INSTRUCTION: Continue the article on Agenda 2000 and dairy quotas, beginning after its final paragraph.

DOCUMENT EXTRACT:
◆ ◆ ◆ ◆

27 March 1998

Quotas are vexed question

What does Agenda 2000

hold in store for dairy

producers? Europe editor

Philip Clarke reports

OF ALL the sectors up for reform under Agenda 2000, it is dairying that is likely to prompt the most heated debate as negotiations get under way in Brussels.

In particular, EU farm commissioner Franz Fischlers plan to increase milk quotas by 2% (2.3bn litres), but to spread it unevenly across Europe, has drawn the sharpest of criticism.

Mr Fischler intends to give 1% of the additional quota to young farmers (under 40 years old), and the other 1% to mountain regions. But, according to Brussels criteria, the UK has no mountains and, as such, only gets half the 2%. Finland and Austria, on the other hand, will enjoy an 8% quota increase, while Spain and Italy will get 4% and 3% more ,respectively.

Flat nations

Dairy traders in non-mountainous countries such as Denmark, Ireland and the UK, have been quick to condemn the move as encouraging milk production in the most inefficient regions – the exact antithesis of what CAP reform should be about.

There is also concern that this quota will not stay in these regions, but will be sold off cheaply to the lowlands in those countries. Brussels is planning a ring fence to keep it in the mountains, but only for two years.

The cynical view in Brussels is that the large quota increase for Austria may have something to do with commissioner Fischlers future political aspirations. But the more sanguine view is that this may turn out to be a "joke" proposal – something that will be negotiated out of the final CAP reform deal, but only in return for concessions elsewhere.

Less of a joke is the 15% support price cut intended for butter and skimmed milk powder – more than the 10% originally planned.

Brussels claims that farmgate prices will not fall as much as this. But, while that may be true on the Continent, UK producers actually face bigger cuts.

Returns here are linked to official support prices through Milk Marques Intervention Milk Price Equivalent. Industry sources believe this will drop by over 18% by 2003, as the processing margin built into the calculation is fixed. This would take UK prices down below 16p/litre.

The 15% drop in support prices, says the commission, is the penalty for still allowing area aid to be claimed on forage maize and for the 2% quota increase. Total compensation for dairy farmers has also been trimmed as a result.

But the NFU argues UK farmers will lose out from this too. "The UK has very little eligible maize area and, as a result, the loss of direct payment compensation is not offset by the restoration of the silage subsidy," it says.

◆ ◆ ◆ ◆

EXCERPTED DATA:
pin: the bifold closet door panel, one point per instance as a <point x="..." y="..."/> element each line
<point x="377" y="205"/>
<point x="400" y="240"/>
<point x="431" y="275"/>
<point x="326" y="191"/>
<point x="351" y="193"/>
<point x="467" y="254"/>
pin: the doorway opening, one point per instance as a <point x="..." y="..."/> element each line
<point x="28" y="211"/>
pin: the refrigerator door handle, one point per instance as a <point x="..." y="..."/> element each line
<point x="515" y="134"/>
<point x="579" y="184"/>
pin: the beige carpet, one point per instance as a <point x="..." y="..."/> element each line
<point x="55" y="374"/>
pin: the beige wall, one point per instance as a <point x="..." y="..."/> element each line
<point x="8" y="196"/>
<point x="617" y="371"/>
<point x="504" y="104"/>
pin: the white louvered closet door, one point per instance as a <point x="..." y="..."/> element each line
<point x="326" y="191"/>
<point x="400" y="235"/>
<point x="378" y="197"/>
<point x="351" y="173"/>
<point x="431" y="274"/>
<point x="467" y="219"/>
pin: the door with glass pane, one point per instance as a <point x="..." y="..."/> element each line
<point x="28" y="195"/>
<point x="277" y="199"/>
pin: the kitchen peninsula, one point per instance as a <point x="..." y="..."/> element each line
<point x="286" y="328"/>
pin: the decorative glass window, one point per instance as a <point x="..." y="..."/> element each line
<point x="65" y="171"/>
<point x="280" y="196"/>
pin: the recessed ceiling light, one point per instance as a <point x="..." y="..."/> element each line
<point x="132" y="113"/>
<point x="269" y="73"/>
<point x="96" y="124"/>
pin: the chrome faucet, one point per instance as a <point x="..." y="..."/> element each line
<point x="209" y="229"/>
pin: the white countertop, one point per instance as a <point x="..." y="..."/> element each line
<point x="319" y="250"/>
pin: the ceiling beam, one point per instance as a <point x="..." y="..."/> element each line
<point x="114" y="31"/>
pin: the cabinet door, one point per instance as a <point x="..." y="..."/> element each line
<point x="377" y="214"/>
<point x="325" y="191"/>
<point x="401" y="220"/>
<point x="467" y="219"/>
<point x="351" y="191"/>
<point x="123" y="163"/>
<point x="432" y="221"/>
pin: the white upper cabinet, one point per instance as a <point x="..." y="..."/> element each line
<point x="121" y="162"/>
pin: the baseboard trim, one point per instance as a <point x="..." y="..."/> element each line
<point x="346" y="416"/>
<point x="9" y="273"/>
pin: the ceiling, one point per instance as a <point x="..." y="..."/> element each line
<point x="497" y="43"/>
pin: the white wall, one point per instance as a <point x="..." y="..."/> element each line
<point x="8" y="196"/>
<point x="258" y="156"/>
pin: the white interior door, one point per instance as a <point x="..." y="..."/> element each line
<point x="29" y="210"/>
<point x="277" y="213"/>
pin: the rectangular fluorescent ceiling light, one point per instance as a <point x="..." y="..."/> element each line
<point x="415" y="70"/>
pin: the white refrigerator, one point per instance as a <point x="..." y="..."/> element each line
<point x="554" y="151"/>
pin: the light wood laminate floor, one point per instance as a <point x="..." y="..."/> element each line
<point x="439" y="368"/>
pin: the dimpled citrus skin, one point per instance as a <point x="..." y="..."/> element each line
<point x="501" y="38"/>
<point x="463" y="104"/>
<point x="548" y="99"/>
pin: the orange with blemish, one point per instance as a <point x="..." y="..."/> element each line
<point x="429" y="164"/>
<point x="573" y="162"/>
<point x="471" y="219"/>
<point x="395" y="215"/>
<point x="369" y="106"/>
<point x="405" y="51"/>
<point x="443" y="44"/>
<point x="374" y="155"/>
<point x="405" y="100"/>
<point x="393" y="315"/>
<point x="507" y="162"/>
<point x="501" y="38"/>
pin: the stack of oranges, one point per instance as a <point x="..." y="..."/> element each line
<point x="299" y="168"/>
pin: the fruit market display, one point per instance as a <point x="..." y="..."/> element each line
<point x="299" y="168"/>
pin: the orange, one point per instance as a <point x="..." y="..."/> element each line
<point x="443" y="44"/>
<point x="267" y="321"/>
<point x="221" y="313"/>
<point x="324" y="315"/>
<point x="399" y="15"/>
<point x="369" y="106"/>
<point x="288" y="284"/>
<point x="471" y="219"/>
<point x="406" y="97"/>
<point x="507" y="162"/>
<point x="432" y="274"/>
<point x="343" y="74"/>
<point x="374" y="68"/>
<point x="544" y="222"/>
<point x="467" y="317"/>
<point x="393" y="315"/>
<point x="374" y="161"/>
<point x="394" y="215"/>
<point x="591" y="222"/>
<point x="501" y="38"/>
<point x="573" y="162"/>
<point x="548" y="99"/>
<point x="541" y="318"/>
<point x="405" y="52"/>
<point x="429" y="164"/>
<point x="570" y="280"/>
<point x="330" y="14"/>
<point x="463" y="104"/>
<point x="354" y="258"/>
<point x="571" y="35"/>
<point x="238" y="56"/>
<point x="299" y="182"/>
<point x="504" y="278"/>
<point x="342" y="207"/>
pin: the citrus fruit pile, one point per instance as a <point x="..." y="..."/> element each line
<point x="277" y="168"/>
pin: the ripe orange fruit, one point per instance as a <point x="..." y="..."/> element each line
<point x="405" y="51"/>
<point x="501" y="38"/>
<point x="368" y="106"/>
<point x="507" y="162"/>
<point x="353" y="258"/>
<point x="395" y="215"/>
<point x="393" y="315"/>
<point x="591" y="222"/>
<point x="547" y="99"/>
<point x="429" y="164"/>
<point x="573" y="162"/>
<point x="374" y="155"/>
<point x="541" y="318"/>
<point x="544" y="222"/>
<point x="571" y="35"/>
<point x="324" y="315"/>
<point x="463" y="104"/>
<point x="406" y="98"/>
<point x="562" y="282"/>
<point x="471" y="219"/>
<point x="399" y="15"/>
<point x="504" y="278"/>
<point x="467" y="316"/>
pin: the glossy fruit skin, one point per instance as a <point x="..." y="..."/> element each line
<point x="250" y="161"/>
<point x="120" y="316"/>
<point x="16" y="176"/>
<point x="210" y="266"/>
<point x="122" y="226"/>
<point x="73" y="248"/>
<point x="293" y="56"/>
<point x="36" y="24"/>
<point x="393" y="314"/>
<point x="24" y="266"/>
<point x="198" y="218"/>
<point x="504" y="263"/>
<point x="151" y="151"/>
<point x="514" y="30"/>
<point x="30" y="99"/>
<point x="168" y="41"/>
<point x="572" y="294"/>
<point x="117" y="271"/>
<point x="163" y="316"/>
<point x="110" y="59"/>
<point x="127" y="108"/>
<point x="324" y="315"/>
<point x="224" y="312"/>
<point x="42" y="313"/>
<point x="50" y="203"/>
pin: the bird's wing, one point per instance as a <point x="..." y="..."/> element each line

◆ ◆ ◆ ◆

ANSWER TO THE TASK:
Anyone hoping for a simplification of the system will be disappointed; enter the virtual cow.

As shown in the charts, compensation averaging 177ecu/cow (£123/cow at current green rates) is being proposed, made up of three elements – the basic dairy cow premium, the beef premium and a national payment. (The beef element is intended as compensation for lower cull cow and calf prices, following reform in that sector, and varies between member states.

To determine how many premiums an individual farmer is entitled to, Brussels is introducing the virtual cow concept. Put simply, each dairy farmer has his total quota (including leased quota) divided by an EU average yield of 5800 litres a cow, to give a number of premium units. This ensures that higher yielding dairy units get more compensation for milk cuts than their lower yielding counterparts.

But it is still not full compensation. A farmer producing exactly 5800 litres of milk could expect to receive £123/cow in compensation. But an 18% fall in milk price would wipe £198 off milk receipts, leaving him £75/cow worse off.

To make matters more complicated, the commission is proposing a national element to the funding – putting the equivalent of 45ecu/cow (£31/cow) into the so-called national envelope.

Payment options

Member state governments are given the option of paying this as a headage payment or as an area payment, targeted within common guidelines, for example to certain regions or to smaller producers. If headage payments are used, then an upper limit of 329ecu/cow (£229/cow) is allowed for the three elements of income support. If area aid is chosen, the maximum figure is 350ecu/ha (£244/ha).

The NFU has expressed its concern at the prospect of national envelopes, seeing them as potentially trade distorting, especially if spending the money is optional. Others have questioned the point of sending money to Brussels, only to have it returned to be allocated.

But other observers have welcomed the move as paving the way for a more farmer responsive aid system. Paying direct income support as area aid could have environmental benefits. And it would break any link with production, making it more compatible with any WTO and GATT constraints.

Assuming national envelopes are paid out in full, the NFU still estimates that dairy farm gross margins will fall by over 11% by 2006 as a result of Agenda 2000. (See Table 2)

And, as with cereals and beef, support to dairy farmers will also be subject to an upper limit. Total payments will only be paid in full up to 100,000ecu (£70,000 at current green rates), with 20% cuts for the next 100,000ecu and 25% reductions after that. Equivalent to 565 cows, this would be unlikely to affect many specialist dairy holdings. But where dairying forms part of a larger mixed farm, the EUs capping proposals could have important consequences.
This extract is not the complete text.